▶ TO DO
Count the lines of the material below that contain the string "tree", matching case exactly, and give only that number.

▶ DATA
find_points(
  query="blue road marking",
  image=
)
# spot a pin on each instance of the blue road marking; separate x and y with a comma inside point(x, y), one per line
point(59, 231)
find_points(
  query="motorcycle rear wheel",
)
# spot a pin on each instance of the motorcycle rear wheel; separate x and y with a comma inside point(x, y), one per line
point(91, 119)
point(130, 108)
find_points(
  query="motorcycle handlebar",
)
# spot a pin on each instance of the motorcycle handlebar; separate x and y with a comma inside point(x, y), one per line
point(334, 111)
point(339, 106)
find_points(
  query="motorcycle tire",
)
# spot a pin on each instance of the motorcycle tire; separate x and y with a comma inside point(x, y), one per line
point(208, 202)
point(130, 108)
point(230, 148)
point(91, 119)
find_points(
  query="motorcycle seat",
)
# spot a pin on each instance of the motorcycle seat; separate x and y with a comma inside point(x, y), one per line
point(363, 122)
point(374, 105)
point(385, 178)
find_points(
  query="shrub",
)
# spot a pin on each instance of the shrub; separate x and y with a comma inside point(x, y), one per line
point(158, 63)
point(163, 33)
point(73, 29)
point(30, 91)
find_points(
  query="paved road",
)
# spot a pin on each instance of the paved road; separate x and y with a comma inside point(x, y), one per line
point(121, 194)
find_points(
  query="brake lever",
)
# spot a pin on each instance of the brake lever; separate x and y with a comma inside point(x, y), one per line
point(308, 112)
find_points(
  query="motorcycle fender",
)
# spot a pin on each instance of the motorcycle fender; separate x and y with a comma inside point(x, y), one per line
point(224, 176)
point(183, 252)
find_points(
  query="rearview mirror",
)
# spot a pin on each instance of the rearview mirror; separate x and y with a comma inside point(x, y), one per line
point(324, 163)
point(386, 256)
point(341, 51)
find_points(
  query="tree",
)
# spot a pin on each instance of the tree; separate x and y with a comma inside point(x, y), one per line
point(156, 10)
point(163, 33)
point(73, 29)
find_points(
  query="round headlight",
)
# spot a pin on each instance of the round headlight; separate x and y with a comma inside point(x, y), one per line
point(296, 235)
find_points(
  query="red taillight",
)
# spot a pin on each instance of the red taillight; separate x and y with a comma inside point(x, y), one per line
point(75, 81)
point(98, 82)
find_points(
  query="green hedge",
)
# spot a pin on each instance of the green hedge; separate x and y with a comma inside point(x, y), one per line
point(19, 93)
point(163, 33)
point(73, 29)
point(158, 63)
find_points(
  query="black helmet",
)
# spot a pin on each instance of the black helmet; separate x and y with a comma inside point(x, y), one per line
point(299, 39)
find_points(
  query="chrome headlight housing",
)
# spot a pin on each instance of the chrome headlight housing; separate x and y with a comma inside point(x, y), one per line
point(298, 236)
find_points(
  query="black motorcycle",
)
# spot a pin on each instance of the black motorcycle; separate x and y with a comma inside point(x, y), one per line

▶ FULL ANSWER
2